La testimonianza di una mamma: 'Oggi tante cose sono cambiate in meglio'

Istituita nel 1981 dalle Nazioni Unite, oggi è la Giornata internazionale delle Persone con Disabilità. Un momento di sensibilizzazione e riflessione sulla condizione delle persone diversamente abili che, dal 1993, coincide con la Giornata Europea delle Persone con Disabilità.

Nel corso degli anni l’impegno della società e delle istituzioni verso l’inclusione e la piena integrazione nella vita sociale ed economica è aumentato decisamente, assieme alla sensibilità dell’opinione pubblica al tema.

Già partendo dai termini utilizzati nella nostra Costituzione, che invece di “individuo” parla di “persona”, così riconoscendo le tantissime sfumature della condizione umana.

E se non si vuole scomodare la Costituzione, si possono prendere in considerazione le tantissime storie di impegno quotidiano di famiglie, enti del terzo settore e persone che tutti i giorni si impegnano per far sì che qualunque diversità possa esistere venga, di fatto, superata.

### Enunciato del problema
Nel testo sulla Giornata internazionale delle Persone con Disabilità, da quale anno la ricorrenza coincide con la Giornata Europea delle Persone con Disabilità? Questi record non hanno alcun rapporto con il testo.

### Record di dati raccolti
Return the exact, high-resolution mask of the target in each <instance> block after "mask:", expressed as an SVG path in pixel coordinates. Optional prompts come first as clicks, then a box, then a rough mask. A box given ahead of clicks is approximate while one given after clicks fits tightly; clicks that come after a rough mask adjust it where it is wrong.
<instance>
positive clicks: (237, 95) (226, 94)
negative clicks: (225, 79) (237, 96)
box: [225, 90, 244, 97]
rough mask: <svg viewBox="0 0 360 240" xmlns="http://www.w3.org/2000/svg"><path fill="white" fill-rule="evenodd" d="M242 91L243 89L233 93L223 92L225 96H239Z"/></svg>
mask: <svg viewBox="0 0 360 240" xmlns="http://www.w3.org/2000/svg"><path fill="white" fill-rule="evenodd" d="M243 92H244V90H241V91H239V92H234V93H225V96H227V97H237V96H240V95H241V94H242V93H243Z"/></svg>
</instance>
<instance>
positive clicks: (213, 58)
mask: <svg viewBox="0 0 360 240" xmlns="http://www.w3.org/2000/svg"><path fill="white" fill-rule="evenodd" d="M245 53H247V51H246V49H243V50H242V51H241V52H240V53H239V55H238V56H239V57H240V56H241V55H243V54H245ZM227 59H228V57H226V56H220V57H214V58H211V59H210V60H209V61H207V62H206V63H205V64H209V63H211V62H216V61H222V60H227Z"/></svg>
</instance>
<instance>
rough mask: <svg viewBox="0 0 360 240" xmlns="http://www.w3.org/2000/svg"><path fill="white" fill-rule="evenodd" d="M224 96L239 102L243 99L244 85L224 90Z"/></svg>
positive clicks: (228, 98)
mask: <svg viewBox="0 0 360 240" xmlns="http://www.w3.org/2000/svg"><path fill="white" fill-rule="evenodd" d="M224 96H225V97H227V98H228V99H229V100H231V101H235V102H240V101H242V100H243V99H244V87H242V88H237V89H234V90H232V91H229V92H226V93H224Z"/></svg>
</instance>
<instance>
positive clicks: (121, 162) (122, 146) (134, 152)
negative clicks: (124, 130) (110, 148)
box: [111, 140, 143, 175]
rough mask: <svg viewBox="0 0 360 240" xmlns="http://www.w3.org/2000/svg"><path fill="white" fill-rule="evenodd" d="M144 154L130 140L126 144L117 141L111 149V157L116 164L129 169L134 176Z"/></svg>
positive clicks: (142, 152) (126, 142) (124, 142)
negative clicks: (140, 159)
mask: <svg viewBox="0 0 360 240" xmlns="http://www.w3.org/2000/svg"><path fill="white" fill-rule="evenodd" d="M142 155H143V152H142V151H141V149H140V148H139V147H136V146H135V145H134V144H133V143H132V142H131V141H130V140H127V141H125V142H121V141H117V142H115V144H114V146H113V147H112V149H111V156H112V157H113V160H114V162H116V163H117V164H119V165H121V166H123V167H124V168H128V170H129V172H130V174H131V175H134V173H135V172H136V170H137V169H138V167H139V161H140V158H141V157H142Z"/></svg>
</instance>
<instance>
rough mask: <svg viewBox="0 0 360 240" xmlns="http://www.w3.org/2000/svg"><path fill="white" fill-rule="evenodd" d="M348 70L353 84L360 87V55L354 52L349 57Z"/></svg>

### Risposta al quesito
Dal 1993.